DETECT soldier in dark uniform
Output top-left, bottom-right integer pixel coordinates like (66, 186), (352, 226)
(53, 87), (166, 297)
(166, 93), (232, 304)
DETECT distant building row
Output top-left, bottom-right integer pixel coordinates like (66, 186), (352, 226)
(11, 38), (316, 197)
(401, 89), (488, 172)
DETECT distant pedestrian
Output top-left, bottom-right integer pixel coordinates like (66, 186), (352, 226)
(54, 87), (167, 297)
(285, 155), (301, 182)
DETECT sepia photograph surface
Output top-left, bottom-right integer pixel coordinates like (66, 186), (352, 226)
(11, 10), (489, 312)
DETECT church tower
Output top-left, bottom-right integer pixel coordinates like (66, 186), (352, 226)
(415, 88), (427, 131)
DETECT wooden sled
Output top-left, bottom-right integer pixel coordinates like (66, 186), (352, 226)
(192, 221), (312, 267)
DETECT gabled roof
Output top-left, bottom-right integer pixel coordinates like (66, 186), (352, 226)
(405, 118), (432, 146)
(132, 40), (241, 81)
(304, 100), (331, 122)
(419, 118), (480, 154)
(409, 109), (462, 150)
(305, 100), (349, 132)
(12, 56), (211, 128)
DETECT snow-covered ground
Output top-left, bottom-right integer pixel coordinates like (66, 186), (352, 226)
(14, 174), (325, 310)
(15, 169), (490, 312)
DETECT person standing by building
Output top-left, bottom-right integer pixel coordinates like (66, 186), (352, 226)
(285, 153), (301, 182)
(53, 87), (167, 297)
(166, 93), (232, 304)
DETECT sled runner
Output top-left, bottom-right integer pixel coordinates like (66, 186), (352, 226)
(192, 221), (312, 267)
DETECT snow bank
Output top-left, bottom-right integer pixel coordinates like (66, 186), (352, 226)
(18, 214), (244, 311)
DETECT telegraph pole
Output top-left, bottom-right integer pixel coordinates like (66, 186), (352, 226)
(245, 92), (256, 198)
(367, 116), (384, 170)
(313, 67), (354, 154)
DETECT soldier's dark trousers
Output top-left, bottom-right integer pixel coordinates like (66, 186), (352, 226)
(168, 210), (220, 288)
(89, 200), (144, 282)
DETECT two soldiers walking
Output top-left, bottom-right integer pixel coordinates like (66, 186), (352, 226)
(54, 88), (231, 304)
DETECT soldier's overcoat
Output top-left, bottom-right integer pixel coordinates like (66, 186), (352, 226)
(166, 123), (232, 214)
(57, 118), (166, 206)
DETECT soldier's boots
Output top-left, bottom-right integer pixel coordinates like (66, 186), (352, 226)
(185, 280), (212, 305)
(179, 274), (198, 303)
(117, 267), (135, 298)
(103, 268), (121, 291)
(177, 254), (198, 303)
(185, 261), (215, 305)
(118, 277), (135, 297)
_ _ _ _ _
Across the records above, count each line that holds the word "snow" and give only the resulting number.

→ Solution below:
2